**Work to be completed:**
Omit every picture while repeating the entries exactly.

Lines of data
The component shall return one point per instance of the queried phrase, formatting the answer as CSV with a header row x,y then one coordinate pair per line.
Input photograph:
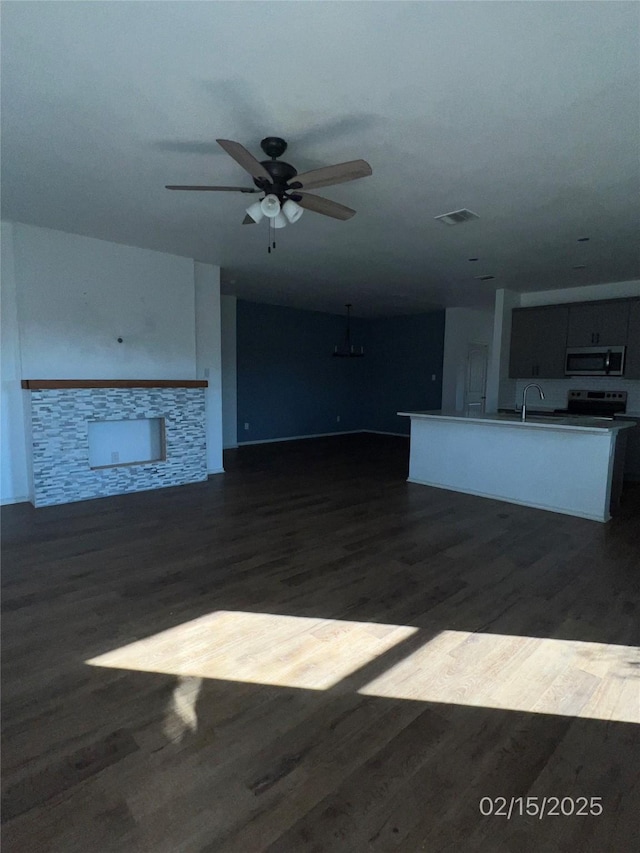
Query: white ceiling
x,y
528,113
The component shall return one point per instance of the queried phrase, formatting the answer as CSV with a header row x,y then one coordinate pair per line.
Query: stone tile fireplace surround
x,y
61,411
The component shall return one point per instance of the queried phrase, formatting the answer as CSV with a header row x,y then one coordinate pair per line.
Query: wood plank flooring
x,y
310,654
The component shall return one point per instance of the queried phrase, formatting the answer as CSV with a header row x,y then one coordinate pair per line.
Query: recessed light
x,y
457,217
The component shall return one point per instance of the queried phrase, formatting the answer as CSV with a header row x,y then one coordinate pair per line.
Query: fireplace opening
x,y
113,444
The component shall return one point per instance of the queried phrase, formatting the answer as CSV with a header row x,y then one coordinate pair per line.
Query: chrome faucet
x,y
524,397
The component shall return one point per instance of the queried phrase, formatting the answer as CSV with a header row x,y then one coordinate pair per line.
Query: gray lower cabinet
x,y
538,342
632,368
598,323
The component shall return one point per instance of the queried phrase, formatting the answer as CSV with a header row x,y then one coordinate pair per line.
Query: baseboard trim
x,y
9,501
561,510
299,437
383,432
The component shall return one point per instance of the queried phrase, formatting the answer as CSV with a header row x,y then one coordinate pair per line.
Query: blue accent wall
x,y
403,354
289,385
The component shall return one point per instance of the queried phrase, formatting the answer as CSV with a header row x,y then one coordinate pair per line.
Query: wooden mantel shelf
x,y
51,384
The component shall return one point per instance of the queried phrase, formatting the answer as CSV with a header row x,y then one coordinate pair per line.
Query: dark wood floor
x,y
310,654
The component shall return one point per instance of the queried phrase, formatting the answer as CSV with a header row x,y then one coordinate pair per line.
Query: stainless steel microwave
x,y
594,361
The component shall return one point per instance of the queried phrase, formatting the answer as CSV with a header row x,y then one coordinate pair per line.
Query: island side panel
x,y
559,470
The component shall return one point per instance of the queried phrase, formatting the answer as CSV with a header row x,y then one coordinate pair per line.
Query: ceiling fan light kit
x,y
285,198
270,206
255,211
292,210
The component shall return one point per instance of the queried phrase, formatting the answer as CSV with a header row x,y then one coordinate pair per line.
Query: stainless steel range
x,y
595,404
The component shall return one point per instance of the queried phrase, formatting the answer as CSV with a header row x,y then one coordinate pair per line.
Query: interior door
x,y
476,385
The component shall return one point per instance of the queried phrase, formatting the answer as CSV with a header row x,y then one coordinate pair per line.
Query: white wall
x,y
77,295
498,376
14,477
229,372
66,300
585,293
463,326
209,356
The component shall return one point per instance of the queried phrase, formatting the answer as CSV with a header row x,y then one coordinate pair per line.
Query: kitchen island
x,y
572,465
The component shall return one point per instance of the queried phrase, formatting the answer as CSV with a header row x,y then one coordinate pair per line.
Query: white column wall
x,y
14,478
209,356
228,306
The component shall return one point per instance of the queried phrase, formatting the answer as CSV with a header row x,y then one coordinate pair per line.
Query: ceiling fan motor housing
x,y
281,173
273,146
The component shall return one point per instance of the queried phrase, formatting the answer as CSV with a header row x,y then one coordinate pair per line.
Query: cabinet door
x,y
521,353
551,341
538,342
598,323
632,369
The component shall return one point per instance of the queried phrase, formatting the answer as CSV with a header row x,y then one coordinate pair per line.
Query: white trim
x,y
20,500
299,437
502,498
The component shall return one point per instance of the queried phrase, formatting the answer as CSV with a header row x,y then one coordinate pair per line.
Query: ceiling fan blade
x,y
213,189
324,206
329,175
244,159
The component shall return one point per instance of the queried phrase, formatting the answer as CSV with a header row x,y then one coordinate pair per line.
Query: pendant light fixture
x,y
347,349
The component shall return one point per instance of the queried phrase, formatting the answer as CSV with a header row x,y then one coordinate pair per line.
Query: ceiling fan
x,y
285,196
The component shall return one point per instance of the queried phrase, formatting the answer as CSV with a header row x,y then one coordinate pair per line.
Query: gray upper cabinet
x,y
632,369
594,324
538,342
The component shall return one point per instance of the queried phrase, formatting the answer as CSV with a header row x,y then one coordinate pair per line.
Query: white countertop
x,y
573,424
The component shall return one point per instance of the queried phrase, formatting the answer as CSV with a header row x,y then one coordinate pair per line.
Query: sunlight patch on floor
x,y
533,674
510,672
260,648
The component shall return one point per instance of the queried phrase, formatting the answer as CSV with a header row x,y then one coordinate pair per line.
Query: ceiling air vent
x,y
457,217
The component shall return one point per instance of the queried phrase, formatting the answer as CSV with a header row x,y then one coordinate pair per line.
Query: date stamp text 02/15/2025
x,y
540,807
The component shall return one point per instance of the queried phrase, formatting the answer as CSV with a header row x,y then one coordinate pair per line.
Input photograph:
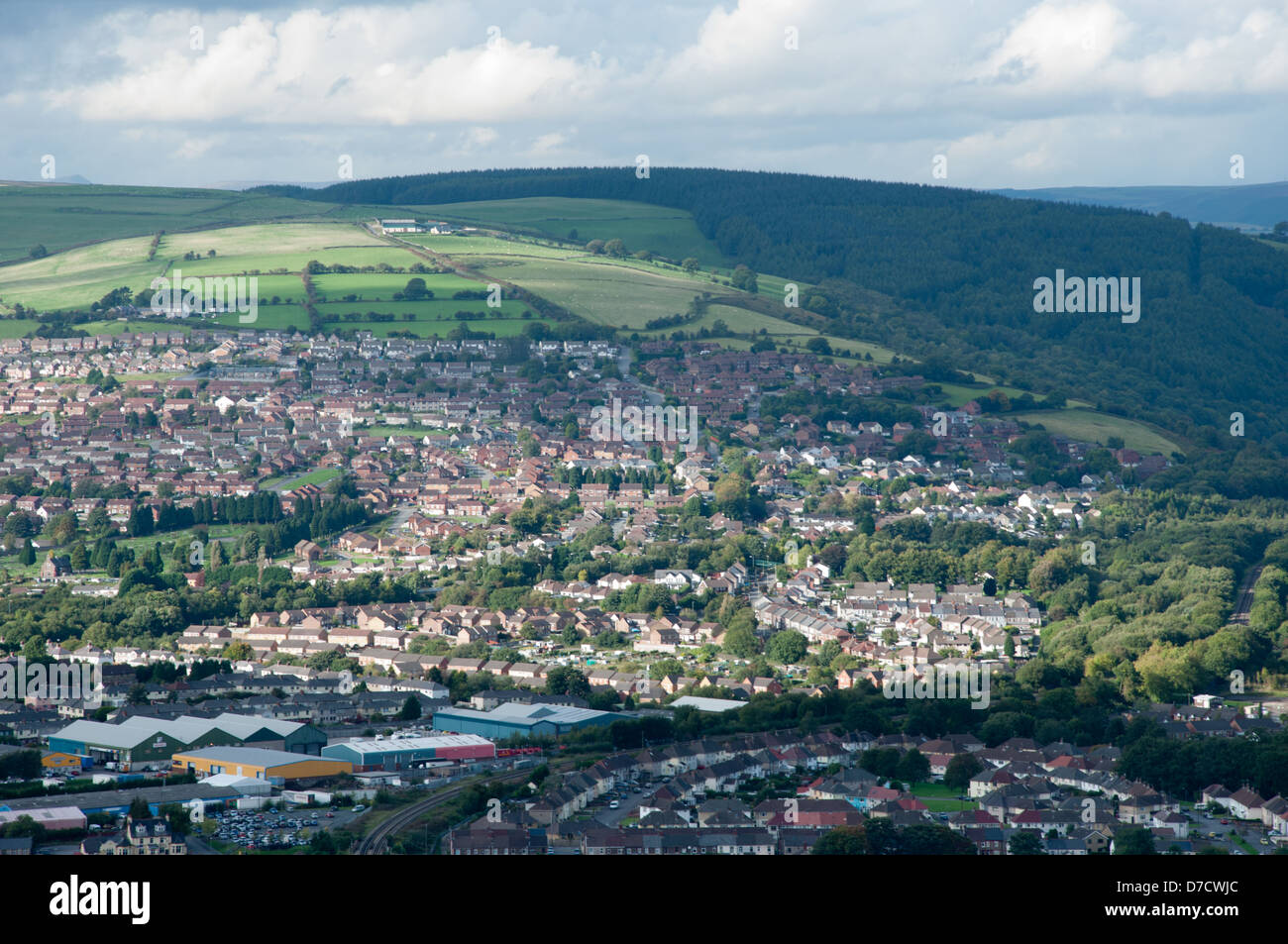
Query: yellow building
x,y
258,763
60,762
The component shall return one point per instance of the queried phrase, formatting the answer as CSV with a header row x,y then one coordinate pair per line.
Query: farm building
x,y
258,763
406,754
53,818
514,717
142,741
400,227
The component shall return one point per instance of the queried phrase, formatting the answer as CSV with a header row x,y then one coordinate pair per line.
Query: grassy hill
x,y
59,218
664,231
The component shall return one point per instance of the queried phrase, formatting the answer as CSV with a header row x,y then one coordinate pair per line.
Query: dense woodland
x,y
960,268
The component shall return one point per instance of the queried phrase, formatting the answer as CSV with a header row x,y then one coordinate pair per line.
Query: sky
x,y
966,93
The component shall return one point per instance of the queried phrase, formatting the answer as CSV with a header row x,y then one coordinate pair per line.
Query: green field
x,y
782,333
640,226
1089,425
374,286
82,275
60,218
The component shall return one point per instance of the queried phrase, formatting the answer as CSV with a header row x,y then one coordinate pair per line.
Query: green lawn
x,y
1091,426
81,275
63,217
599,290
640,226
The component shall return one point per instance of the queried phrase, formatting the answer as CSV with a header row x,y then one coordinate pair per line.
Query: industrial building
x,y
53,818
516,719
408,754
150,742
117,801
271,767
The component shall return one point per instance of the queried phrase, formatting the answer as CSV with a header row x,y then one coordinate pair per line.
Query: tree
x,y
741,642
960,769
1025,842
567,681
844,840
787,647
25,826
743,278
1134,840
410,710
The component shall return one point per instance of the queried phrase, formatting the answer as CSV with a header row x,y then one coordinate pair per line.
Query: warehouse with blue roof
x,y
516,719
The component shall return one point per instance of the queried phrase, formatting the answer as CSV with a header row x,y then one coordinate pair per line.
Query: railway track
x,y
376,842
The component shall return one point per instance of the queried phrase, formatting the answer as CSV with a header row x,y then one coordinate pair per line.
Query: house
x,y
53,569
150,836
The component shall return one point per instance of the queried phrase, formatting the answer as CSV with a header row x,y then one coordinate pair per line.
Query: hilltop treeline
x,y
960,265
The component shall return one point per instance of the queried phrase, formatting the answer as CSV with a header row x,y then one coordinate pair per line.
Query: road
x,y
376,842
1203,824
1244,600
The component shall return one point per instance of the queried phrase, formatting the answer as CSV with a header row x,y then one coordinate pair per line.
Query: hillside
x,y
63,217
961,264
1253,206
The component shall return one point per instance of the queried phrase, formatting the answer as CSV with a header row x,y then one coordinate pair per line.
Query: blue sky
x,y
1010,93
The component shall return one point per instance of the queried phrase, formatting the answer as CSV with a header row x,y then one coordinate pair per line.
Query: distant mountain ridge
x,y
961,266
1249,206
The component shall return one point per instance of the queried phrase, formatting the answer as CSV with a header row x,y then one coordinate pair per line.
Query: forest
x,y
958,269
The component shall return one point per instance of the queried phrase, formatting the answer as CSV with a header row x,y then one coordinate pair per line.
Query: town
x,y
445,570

**Result of this exercise:**
The component shall return one point per instance of the queried phrase, formatting the answer as CSV with a header row x,y then one coordinate pair per line.
Input photograph:
Query: white ceiling
x,y
528,113
The component shall return one point per instance of the queried phrase, formatting the answer as CSV with a header row x,y then one coordinate pair per line.
Query: stone tile fireplace surround
x,y
61,411
The component shall return one point per instance of the queried phrase, formatting the answer as CSV with a header row x,y then one coordinate pair per line.
Query: wood plank flooring
x,y
310,654
The component shall return one point per instance of the queried phrase, formatting the answer as CSV with a header row x,y then one coordinate pair per line.
Query: recessed light
x,y
457,217
The component shall return one point per instance of the queried phrase, formatting the answer as CSV with a header row x,y then one coordinate pair per line.
Query: fireplace opening
x,y
113,444
The component shall return one point per instance of the queried phrase, formatting the answer as CSV with a header row x,y then one coordinate pair per line.
Query: chrome faucet
x,y
524,397
The component shall return one point per instance of the queried phrase, formatting the answer as CSV with a header row x,y then one coordinate pair per line.
Query: gray lower cabinet
x,y
538,342
632,368
598,323
The component shall return one point per instance of the queried phrase, formatting the answer as CSV with a header row x,y then one coordinate pair per line.
Query: baseboard trim
x,y
9,501
561,510
299,437
383,432
The component shall return one point per instance of the queried phrase, formatting the answer as CSV with a header row x,y then one coordinate pair per line.
Query: blue accent wall
x,y
403,354
289,385
The component shall return one point per instance of the queried phrase, formatting the answer as CSV with a header row x,y then one coordinate pair per line.
Query: wooden mantel shelf
x,y
51,384
The component shall return one point per instance of the queried phrase, formatting the answer as CSV with a header row x,y then one coordinate pair per line.
Query: dark wood floor
x,y
310,654
The component shall return one point per instance of the queried phrase, formatting the answer as CSV with a header row x,y then one coordinate pair per line.
Query: stainless steel microwave
x,y
594,361
The component shall return one point per instance of the queried phrase, formatting the answer as CSV with a header row x,y then one coordinate pair per line.
Query: island side panel
x,y
559,470
The component shall return one point per instance of the queried phrase, formatting the answer as CSV with a header row x,y then one coordinate pair per line.
Query: ceiling fan light kit
x,y
285,198
270,206
255,211
292,210
The component shall return one point per instance of the queried phrase, formatting the answer as CSV with a header row x,y then one coordinate pair per line.
Query: stainless steel range
x,y
595,404
The component shall return one point per instance of the queried phrase, formatting the answer as CSV with a header row x,y then one coordinate pair per line.
Query: interior door
x,y
476,385
The component shall return one point per instance of the queried phrase, formatting the answer as CSV with a header row x,y then one coordinate pair per line.
Query: white wall
x,y
77,295
498,376
14,477
229,372
66,300
585,293
463,326
209,356
The component shall return one point per instance of the queried phrase, formatting the answer as CSV with a header row x,y then one coordinate pair per line.
Query: kitchen island
x,y
572,465
The component shall return one point per instance of the queried phrase, formatting the answer as CSV with a header row x,y then one coordinate pair per line.
Query: white column wall
x,y
14,478
209,356
228,306
The component shall return one point per instance of the queried phrase, formatting the answer as CSV with a header row x,y then one coordinate pair per line.
Query: ceiling fan motor housing
x,y
281,173
273,146
The component shall return one point per instance of the queried phrase, formatting the answer as CSV with a header row x,y then one coordinate pair per line.
Query: cabinet door
x,y
521,353
551,341
538,342
598,323
632,369
The component shall return one point per instance of the queried phrase, formatting the answer as CSV with a header row x,y then one coordinate pair per line.
Query: white trim
x,y
20,500
299,437
502,498
The component shall return one point per instance of the queried phrase, formatting the answer as CSV with a header row x,y then one coordinate pair per line.
Query: ceiling fan blade
x,y
213,189
324,206
329,175
244,159
The component shall return one point per instance of the queried phrase, formatting the answer as CSV with a header row x,y then one coordinate pair per line.
Query: pendant light fixture
x,y
347,349
The component shall return one point per instance of the queried phrase, formatting the answer as CSV with a header row x,y then one coordinate pair per line.
Query: ceiling fan
x,y
285,196
The component shall return one point per instance of the queried phrase, formatting the answer as CSV with a header row x,y then one coordinate pair per line.
Query: gray upper cabinet
x,y
632,369
594,324
538,342
The component shall return one point per instance of the queried phrase, formatting the answer as CSV with a header row x,y then one coordinate pair per line.
Query: white countertop
x,y
573,424
The component shall return one point per instance of the queried phrase, formatting the answer as CSV with a header row x,y then one coordinate pair per line.
Query: sunlight patch on floor
x,y
533,674
510,672
260,648
The component shall return one point per instance of the queried phrase, formatting the answer as CSV with a header row x,y then one coordinate pair per line.
Query: ceiling air vent
x,y
457,217
The component shall return one point per instance of the queried phrase, formatting the answer as CSV with a header row x,y then one coordinate pair per line.
Query: date stamp text 02/15/2025
x,y
540,807
The component shall return one point per instance of the queried phrase, formatting the answer as CSV with a header row x,y then one coordinate pair per line.
Input photograph:
Query: yellow building
x,y
258,763
60,762
The component shall return one point per instance of the queried phrase, formatting the answer as CSV with a header row x,y then one coordinate pair per line.
Query: farm building
x,y
258,763
406,754
53,818
514,717
142,741
400,227
The component shall return one point per instance of the queried phrase, formatting the answer as CSV with a header row x,y then one coordinate pair per line.
Query: grassy hill
x,y
59,218
664,231
The component shall return one point per instance of the queried phrase, formatting the answer as CSV with a header row x,y then one coordinate pair per line.
Query: dense woodland
x,y
960,268
The component shall return one point per instance of the queried phrase, formatting the answer as CSV with a header row x,y then one coordinate pair per line.
Query: sky
x,y
966,93
The component shall return one point per instance of the queried phrase, formatting the answer as CSV with a header row x,y then one coordinate pair per line.
Query: green field
x,y
782,333
640,226
1089,425
374,286
82,275
60,218
The component shall return one point per instance of the queried phrase, formatting the answer as CSV with a header row x,y then one coordinate pair per line.
Query: green lawn
x,y
1091,426
81,275
63,217
599,290
640,226
The component shall return one point per instance of the queried phrase, formatting the answer as CSV with a header row x,y then one coordinate pair per line.
Query: industrial building
x,y
53,818
516,719
408,754
150,742
117,801
271,767
The component shall return one point per instance of the queried phrase, formatting the answer as CSV with a header row x,y then one coordinate pair per line.
Query: tree
x,y
741,642
960,769
1025,842
567,681
844,840
787,647
25,826
743,278
1134,840
410,710
The component shall return one point per instance of the queried phrase, formatting the answer as CSV with a header row x,y then one coordinate pair per line.
Query: warehouse with blue roof
x,y
516,719
The component shall return one point per instance of the queried phrase, formatting the answer as CSV with a header row x,y then one coordinate pair per line.
Query: railway track
x,y
376,842
The component shall return one point per instance of the queried phrase, formatting the answer as CSV with a header row x,y then one coordinate pair per line.
Query: house
x,y
53,569
150,836
The component shall return one point per instance of the queried phrase, formatting the answer as CSV with a header row x,y then one coordinate pair per line.
Query: hilltop treeline
x,y
960,265
The component shall return one point per instance of the queried phrase, formatting the answer as CSV with a header row x,y then one coordinate pair per line.
Query: road
x,y
376,842
1203,824
1244,600
The component shall return one point per instance of the queried phrase, formatting the answer as CSV with a header row x,y then one coordinate pair per line.
Query: hillside
x,y
63,217
961,264
1253,206
The component shall return one point per instance of the queried phrase, formatting the answer as CSV with a header row x,y then one coordinate pair per line.
Query: blue sky
x,y
1010,93
The component shall return one point per instance of the queried phrase, formatting the answer as CSV with a header row x,y then one coordinate pair per line.
Query: distant mountain ridge
x,y
961,266
1249,206
The component shall return one point per instance of the queried phrase, formatting the answer as CSV with a header row x,y then one coordinate pair per line.
Query: forest
x,y
958,269
The component shall return one point per instance of the queried phrase, formatting the answer as CSV with a header row x,y then one coordinate pair per line.
Query: town
x,y
445,570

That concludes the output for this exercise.